- Exercise aim -
Pick up the news item below on Spanish broadcasters' complaints about Arbitron's PPM right after its final sentence and carry it forward.

- Excerpt -
══════

Spanish broadcasters attack PPM again


The Spanish Radio Association (SRA) launched a new attack on Arbitron’s PPM, saying the organization is disappointed with Arbitron’s response to its concerns about Hispanic audience measurement under PPM. “It appears that in trying to rush out PPM, Arbitron is sacrificing the accuracy of the data,” the group charged.

SRA – whose members include Border Media Partners, Spanish Broadcasting System, Entravision Communications and Univision Radio – has four main complaints about PPM. It charges that Arbitron: 1) Is not taking into account the diversity of the Hispanic population; 2) Has not shared information on recruitment to ensure that the diversity of the Hispanic community is reflected; 3) Is knowingly under-sampling the "cell phone only homes," which impacts Hispanic representation disproportionately; and 4) Is using the same model across markets and not looking at the diversity and demographics of each in recruitment and measurement models.

Arbitron late yesterday sent this response to RBR/TVBR:

"Arbitron has great respect and appreciation for the critical and unique role that and Spanish-language radio plays as a voice for the diverse communities across the country. For those reasons, we have had a long-term commitment to working with Spanish-language broadcasters in a collaborative and supportive manner.

Arbitron’s role as an independent research company is to provide stations and advertisers with information that is based on the actual behavior of radio audiences. That is what PPM delivers today.

══════

- Data entries -
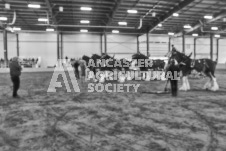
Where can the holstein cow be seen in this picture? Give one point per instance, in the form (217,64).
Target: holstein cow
(186,64)
(112,64)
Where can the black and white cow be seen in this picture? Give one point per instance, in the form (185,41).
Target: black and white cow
(186,64)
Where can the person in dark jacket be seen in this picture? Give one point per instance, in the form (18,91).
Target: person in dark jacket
(76,65)
(15,72)
(174,69)
(83,69)
(173,48)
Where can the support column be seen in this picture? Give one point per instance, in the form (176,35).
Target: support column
(148,49)
(195,39)
(101,44)
(105,42)
(58,45)
(61,45)
(17,45)
(217,49)
(211,46)
(183,42)
(5,47)
(138,44)
(169,46)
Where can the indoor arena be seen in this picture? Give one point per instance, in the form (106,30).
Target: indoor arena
(112,75)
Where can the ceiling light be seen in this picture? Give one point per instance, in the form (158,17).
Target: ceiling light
(187,26)
(208,17)
(159,25)
(86,8)
(42,19)
(115,31)
(34,6)
(3,18)
(170,33)
(217,36)
(175,14)
(214,28)
(16,28)
(122,23)
(84,30)
(195,35)
(84,22)
(61,9)
(49,29)
(132,11)
(7,6)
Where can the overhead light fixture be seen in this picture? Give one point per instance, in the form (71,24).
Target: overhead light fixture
(84,30)
(49,29)
(175,14)
(170,33)
(159,25)
(195,35)
(16,28)
(84,21)
(115,31)
(34,6)
(43,19)
(61,9)
(3,18)
(7,6)
(187,26)
(214,28)
(132,11)
(208,17)
(122,23)
(86,8)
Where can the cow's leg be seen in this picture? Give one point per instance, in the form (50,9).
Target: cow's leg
(187,83)
(166,84)
(184,85)
(208,83)
(215,85)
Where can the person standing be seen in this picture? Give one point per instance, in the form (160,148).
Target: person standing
(76,65)
(83,70)
(174,69)
(15,72)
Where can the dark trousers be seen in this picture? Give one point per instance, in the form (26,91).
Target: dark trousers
(77,73)
(16,84)
(174,87)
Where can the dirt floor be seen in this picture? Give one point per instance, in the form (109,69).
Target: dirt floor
(62,121)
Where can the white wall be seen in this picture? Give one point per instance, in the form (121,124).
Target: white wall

══════

- Task output -
We are confident that a fair understanding of the PPM system will demonstrate that it produces objective, unbiased audience estimates. The PPM is a more reliable survey instrument than the paper and pencil diary, which relies heavily on memory and recall. A paper and pencil ratings method often allows survey participants to overstate, intentionally or unintentionally, the time they spend with individual radio stations.

Our PPM samples are designed to effectively represent the diversity of the markets we measure in terms of age, sex, race, ethnicity and language preference. Overall, Hispanics and African Americans have the highest listening levels in the PPM system. Broadcasters that serve ethnic audiences and who have embraced PPM are succeeding with the timely and detailed data that only PPM can deliver."

What beefs do the Spanish broadcasters have with PPM?

SRA provided this lengthy point-by-point rebuttal to claims made by Arbitron on the website

Arbitron: “On August 13, 2008 four of the country’s top 10 Hispanic markets, including the number one market, officially received their first pre-currency PPM report. Broadcasters are now seeing that some Spanish stations increase their ratings and rank position significantly in PPM.”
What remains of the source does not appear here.